>> START Quoted text

If you’re arguing that Al has more balls in his bucket than Bob, than Al must have more than 0 balls in his bucket. Therefore, there must exist an N such that the ball labeled N is in Al’s bucket (as there are no other possible balls that can be in Al’s bucket). However, it’s also provable that for any N, the balled labeled N is not in Al’s bucket.

Again, it really depends on how you want to handle the phrase “after an infinite number of rounds”.

## jorjinho bolivar

18 January 2014 at 6:12 am (UTC -5) Link to this comment

I have the proof that this is bullshit.

Lets’ assume this is true

1- 1+ 1- 1+.. =1/2

1+2+3+ 4 +.. = -1/12

add them both

you get the same serie with just a lil tweak

2+1+4+3+6+5+ ..

which is equal to 1+2+3+4+…= 1/2 – 1/12= 5/12 /=-1/12

## Brian O

18 January 2014 at 7:45 am (UTC -5) Link to this comment

One curiosity about factorials is that 0! = 1! = 1 (I’d have to dig out an old maths textbook to tell you why that is). The point being that mathematical formulae are often counter-intuitive, just like “hard” science. Also, string theory is not yet science, by the standard of verifiable experimental evidence.

## george gonzalez

18 January 2014 at 7:56 am (UTC -5) Link to this comment

This is what happens when experts go outside their field.

What’s happening is well-meaning folks are conflating the explicit sum with the somewhat related Reinmann Zeta function.

From the definition of the Zeta function, it LOOKS like if you plug in negative integers, particularly (-1), the function gives you the sum of the positive integers. But obviously -1/12 isn’t right. It might be “right” in some contexts, and might match up with what string theory and Casimir force equations “want” to see, and that’s fabulous and neat, but it’s obviously not “right” in a pure numerical sense.

There are also the folks in the video, who may or may not have a clue, it looks like they’re just doing numerical card tricks and can get any answer by juggling the numbers. That’s Vegas hokum, not math.

## Rob Grigjanis

18 January 2014 at 9:06 am (UTC -5) Link to this comment

george gonzalez @56:

Right, and I’ll just add that no calculation of the Casimir effect I’ve ever seen, simply replaces the sum with ζ(-1). If any physics teacher actually did this in the classroom, they should be docked a day’s pay.

## kevinkirkpatrick

18 January 2014 at 10:22 am (UTC -5) Link to this comment

I WILL NOT POST WITHOUT PROOFREADING.

I WILL NOT POST WITHOUT PROOFREADING.

>> END Quoted text

■ Written problem: Continue the comment thread on whether 1 + 2 + 3 + 4 + … equals −1/12, picking up after its last line.

>> START Records shown

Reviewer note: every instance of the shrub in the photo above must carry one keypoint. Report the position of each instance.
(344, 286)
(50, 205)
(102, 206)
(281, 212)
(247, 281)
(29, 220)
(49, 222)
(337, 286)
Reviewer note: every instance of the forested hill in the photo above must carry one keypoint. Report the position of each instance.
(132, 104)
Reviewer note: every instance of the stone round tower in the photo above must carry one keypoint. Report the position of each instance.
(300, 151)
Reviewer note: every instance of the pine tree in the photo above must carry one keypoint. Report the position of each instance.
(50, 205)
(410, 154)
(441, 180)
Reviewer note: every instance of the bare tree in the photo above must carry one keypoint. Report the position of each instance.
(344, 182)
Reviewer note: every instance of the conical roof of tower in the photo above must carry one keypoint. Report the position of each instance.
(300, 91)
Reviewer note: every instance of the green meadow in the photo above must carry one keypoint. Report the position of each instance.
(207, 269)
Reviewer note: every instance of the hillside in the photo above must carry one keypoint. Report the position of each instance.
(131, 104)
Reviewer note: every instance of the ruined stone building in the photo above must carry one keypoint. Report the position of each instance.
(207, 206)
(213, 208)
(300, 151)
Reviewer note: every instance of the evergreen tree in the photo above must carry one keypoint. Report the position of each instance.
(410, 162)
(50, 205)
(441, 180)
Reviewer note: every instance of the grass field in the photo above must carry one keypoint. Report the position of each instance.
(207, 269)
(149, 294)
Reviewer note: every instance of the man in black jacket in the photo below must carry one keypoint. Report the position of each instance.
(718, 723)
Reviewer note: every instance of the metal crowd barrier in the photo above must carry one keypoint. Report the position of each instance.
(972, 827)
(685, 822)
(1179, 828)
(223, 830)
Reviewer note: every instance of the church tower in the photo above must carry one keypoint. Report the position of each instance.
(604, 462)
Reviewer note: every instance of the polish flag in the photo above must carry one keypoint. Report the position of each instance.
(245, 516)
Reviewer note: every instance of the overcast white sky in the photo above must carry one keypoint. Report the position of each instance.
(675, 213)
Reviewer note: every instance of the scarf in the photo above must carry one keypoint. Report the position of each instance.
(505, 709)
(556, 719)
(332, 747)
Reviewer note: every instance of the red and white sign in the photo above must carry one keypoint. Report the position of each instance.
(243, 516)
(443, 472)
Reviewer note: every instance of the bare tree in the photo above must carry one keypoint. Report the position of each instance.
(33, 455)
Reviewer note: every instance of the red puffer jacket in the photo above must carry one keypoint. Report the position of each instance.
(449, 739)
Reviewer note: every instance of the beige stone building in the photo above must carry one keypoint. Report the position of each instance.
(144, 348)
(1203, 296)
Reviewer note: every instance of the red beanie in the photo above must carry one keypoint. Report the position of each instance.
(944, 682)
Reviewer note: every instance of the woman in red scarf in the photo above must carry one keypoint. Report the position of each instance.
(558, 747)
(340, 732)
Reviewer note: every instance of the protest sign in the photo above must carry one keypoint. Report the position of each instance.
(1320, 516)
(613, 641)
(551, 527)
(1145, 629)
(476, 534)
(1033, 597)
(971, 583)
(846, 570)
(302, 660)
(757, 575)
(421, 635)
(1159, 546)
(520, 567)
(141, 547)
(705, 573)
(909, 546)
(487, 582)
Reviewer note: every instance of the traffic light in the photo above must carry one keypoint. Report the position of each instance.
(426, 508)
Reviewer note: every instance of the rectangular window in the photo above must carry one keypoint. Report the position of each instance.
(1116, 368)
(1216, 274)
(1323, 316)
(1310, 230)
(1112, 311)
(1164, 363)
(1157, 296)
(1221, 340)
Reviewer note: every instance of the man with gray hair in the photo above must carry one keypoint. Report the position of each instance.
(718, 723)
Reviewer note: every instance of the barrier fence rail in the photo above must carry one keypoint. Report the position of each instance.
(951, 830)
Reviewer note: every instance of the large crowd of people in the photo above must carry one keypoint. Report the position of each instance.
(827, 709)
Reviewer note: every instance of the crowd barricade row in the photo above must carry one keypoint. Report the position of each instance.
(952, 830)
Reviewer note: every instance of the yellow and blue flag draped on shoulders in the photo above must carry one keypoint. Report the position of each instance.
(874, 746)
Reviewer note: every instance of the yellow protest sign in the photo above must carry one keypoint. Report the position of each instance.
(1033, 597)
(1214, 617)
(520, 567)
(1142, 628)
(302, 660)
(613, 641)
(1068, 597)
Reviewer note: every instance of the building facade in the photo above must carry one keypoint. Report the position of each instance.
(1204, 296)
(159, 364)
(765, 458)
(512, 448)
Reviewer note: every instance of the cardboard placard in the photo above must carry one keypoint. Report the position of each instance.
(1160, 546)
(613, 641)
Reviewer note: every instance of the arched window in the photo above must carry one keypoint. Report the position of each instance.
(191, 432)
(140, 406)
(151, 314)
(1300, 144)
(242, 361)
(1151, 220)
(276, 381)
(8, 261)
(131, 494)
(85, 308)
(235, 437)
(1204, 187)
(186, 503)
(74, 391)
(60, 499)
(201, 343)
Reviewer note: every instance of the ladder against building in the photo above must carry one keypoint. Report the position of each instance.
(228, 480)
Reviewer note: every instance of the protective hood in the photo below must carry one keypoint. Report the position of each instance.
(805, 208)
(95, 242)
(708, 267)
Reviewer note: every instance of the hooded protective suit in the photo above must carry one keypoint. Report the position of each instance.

>> END Records shown

■ In response:
I WILL NOT POST WITHOUT PROOFREADING.

I WILL NOT POST WITHOUT PROOFREADING.

….

I’ll post again after I’ve finished writing that an infinite number of times. Fortunately, I’ve learned some new math that tells me I’m already about minus one twelfth of the way there.

## woozy

18 January 2014 at 11:47 am (UTC -5) Link to this comment

#54. >> which is equal to 1+2+3+4+…= 1/2 – 1/12= 5/12 /=-1/12

Yes, but 1/2, 0, and 1 are equivalent. At least as far as “little tweaking” goes. 1 -1 + 1 – 1 + … = {1, 0, 1/2}. *or* by infinitely commuting pairs you are replacing 1- 1 + 1 – 1… = 1/2 with -1 + 1 -1 + -1 … = – 1/2. (I think replacing 1/2 with -1/2 will yield 5/12 rather than -1/12 but I haven’t tested it.)

I’m a little disappointed by the video. Simply, an infinite series that doesn’t converge, doesn’t converge and doesn’t have a sum and that’s all there is to it. For infinite series that *do* converge the sum and the Rieman Zeta functions must be consistant so if it *did* have a sum (which it doesn’t) it *would* be -1/12 and, more to the point of the video, that “hocus pocus” would yield a consistent and correct zeta function sum (unless one added an extraneous “simple tweaking” to yields something that isn’t correct– which of course anyone can do).

It *does* come up in physics but notice it doesn’t come up as an equality. That formula in the String Theory book did not have a equal sign (it had a bold arrow [which was somewhat confusing and misleading and non-bold arrows usually mean convergence]) because, of course, the sum doesn’t converge.

## chessanator

18 January 2014 at 12:05 pm (UTC -5) Link to this comment

Another counter-intuitive infinite sum is

1+2+4+8+16….= – 1

This comes from p-adic metrics as follows.

Consider a more sensible infinite sum like 1+ 1/2 + 1/4 … = 2. Each added term makes the sum closer and closer to 2 so when you do infinitely many additions you reach 2.

All you have to do to understand the above sum is change what we mean by “close”. In the 2-adic distance, two numbers are “close” if the difference is divisible by large powers of 2. Now consider each term in the sum. 1 is 2 away from -1, 1+2 is 4 away from -1, 1+2+4 is 8 away from -1 and so on. With our new distance, the sum gets “closer and closer” to -1 so after infinitely many additions it is -1.

## twas brillig (stevem)

18 January 2014 at 12:11 pm (UTC -5) Link to this comment

I too, do not understand adding two infinite series and just shifting the second over by one value before adding each individual pair of members then totaling the infinite sum. “Hand waving” (sleight-of-hand) to the extreme.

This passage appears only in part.